# 1 Peter 3:19



## Herald (Jan 30, 2007)

[bible]1 Peter 3:19-20[/bible]

I would like to hear explanations as to the interpretation of this verse.

Thanks.


----------



## DTK (Jan 30, 2007)

BaptistInCrisis said:


> [bible]1 Peter 3:19-20[/bible]
> 
> I would like to hear explanations as to the interpretation of this verse.
> 
> Thanks.


As I recall, the standard Puritan hermeneutic, and which I regard as doctrinally sound, is that Christ preached to the spirits of these men through Noah and in Noah's day. The text does not indicate that the message received by them was "while" or "when" they were in prison, but simply underscores that these "spirits" so incarcerated at the present heard the message of Christ when they were alive in the days of Noah. Compare what Peter goes on to affirm in the next chapter, 1 Peter 4:6 _For this reason the gospel was preached also to those who are dead, that they might be judged according to men in the flesh, but live according to God in the spirit._ 1 Peter 3:20 speaks of them as "formerly disobedient," i.e. when they were alive they were disobedient to the message which was proclaimed to them.

I stand to be corrected by the historical reformed hermeneutic if I've misrepresented it.

DTK


----------



## MW (Jan 30, 2007)

I would concur that is the standard Reformed understanding. Where does the translation derive "because" from? It seems to me to convey the idea that the preaching of verse 19 was due to the disobedience in verse 20.


----------



## DTK (Jan 30, 2007)

# Exercise requirements
**A)** List each distinct name that appears as the heading of a post in the forum thread on 1 Peter 3:19.
**B)** Please answer these questions from the forum thread on 1 Peter 3:19, one per line:
(i) On what date are the posts in the thread dated?
(ii) Which word does MW ask the translation's source for?
(iii) According to DTK, what does 1 Peter 3:20 call the spirits?
**C)** Write the next part of the forum thread on 1 Peter 3:19, picking up right where it stops.

Point placement records:
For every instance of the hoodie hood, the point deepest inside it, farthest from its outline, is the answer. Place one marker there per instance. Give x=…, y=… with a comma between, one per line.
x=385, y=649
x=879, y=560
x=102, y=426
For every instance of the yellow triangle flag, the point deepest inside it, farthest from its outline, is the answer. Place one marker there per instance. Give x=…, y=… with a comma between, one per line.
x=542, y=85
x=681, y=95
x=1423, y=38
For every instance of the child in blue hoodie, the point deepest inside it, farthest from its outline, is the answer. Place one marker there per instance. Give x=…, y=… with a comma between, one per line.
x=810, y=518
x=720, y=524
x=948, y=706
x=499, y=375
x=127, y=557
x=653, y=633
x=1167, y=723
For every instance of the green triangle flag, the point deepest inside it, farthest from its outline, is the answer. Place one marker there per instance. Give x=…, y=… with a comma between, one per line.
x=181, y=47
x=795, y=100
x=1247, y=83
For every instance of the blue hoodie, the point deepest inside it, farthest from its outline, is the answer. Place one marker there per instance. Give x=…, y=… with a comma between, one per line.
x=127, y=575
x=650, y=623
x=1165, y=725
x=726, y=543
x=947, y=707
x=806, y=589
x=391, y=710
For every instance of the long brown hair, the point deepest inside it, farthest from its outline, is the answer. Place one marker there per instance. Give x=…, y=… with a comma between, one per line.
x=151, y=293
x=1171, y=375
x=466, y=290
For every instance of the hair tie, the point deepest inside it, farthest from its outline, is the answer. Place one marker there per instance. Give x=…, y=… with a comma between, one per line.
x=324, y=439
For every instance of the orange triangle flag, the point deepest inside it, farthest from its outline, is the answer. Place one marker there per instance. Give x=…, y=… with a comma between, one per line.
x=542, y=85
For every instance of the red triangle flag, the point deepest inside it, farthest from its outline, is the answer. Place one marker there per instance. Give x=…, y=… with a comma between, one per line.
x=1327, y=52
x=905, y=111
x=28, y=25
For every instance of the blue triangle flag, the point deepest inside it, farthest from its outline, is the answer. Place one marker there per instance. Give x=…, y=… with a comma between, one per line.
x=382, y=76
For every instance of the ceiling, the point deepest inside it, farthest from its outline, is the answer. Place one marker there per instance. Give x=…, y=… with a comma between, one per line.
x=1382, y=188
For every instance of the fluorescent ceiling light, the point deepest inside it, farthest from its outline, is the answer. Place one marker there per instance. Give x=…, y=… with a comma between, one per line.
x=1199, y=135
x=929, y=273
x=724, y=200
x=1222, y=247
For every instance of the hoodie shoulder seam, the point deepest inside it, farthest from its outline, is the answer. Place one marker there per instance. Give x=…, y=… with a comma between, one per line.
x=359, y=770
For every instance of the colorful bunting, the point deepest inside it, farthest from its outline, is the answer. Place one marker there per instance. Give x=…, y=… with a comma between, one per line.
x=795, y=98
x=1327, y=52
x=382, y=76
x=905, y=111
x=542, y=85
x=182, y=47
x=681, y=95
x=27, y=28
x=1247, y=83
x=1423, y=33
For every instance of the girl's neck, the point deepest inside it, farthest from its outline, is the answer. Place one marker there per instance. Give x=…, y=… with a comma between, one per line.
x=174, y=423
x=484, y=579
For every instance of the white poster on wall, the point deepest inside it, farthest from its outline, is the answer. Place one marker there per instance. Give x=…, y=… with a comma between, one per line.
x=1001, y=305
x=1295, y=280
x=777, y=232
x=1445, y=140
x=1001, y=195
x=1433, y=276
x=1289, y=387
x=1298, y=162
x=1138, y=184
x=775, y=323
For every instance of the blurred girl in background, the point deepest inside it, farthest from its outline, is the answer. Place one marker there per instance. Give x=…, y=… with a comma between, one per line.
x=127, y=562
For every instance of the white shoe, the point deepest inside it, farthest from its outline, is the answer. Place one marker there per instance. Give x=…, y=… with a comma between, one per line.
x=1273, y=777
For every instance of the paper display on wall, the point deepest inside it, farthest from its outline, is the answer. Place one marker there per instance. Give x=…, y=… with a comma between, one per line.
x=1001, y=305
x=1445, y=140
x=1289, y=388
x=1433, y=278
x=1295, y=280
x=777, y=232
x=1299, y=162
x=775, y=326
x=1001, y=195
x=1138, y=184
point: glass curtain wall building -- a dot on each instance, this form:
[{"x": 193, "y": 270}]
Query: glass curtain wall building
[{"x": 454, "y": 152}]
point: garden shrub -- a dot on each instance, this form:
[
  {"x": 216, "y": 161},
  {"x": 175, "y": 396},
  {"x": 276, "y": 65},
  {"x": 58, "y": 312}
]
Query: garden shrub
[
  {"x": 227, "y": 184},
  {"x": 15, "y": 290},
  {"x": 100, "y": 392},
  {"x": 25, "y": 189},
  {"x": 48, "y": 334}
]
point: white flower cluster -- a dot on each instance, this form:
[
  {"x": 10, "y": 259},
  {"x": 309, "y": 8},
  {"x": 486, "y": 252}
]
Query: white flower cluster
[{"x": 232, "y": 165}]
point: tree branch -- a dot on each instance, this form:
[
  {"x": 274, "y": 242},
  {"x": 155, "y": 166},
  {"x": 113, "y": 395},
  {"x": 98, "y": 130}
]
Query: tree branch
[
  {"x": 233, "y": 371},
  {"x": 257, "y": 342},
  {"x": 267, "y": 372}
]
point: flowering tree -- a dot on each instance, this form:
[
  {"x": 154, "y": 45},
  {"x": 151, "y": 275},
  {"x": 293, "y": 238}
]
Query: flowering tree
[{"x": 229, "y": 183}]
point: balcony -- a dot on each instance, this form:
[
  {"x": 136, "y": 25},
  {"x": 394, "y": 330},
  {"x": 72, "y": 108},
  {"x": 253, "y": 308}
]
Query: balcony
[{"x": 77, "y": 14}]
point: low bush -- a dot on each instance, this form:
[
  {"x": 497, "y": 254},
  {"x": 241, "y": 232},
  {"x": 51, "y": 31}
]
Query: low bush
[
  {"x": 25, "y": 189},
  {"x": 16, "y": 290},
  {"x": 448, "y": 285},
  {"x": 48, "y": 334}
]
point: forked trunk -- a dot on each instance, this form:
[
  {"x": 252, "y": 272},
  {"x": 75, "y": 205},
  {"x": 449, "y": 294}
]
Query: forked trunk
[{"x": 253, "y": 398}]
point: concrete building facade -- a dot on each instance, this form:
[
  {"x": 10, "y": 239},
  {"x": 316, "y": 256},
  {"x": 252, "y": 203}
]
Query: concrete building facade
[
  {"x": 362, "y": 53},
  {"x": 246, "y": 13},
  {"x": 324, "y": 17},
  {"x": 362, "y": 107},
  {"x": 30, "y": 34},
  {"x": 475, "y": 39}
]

# Task-by-task answers
**A)** Herald, DTK, MW

**B)**
(i) Jan 30, 2007
(ii) "because"
(iii) "formerly disobedient"

**C)**
armourbearer said:


> Where does the translation derive "because" from? It seems to me to convey the idea that the preaching of verse 19 was due to the disobedience in verse 20.


I agree with this pertinent question regarding the ESV translation. When I posted I had missed this translation of 1 Peter 3:20 in the ESV. There is, in my opinion, no basis for the introduction of the word, "because." I don't think the Greek text sustains this explanatory note. It seems to be a theological interpretive grid which has been imposed upon the translation.

DTK


----------



## Herald (Jan 30, 2007)

David...Matthew, thank you both.


----------



## VirginiaHuguenot (Jan 31, 2007)

Edward Veale (Matthew Poole's Annotations):



> 1 Pet 3:19. By which also; by which Spirit, mentioned in the end of the former verse, i.e. by, or in, his Divine nature, the same by which he was quickened. He; Christ. This notes the person that went and preached, as the former doth the nature in which, and so shows that what is here spoken of the person of Christ, is to be understood of him according to his Divine nature. Went; or, came, viz. from heaven, by all anthropopathy, by which figure God is often in Scripture said to go forth, Isa 26:21, to come down, Mic 1:3, and go down, Gen 18:21; Exod 3:8; which two latter places are best understood of the Second Person. This therefore here notes in Christ not a change of place, but a special operation, and testification of his presence. And preached; viz. by Noah, inspired by him, that he might be a preacher of righteousness, to warn a wicked generation of approaching judgment, and exhort them to repentance. Unto the spirits; souls of men departed, which are frequently called spirits, Eccles 12:7; Acts 7:59; Heb 12:23. In prison; i.e. in hell, so it is taken, Prov 27:20; compare with Matt 5:25; Luke 12:58, where prison is mentioned as a type or representation of hell; and the Syriac renders the word by Sheol, which signifies sometimes the grave and sometimes hell. See the like expression, 2 Pet 2:4-5; Jude 6.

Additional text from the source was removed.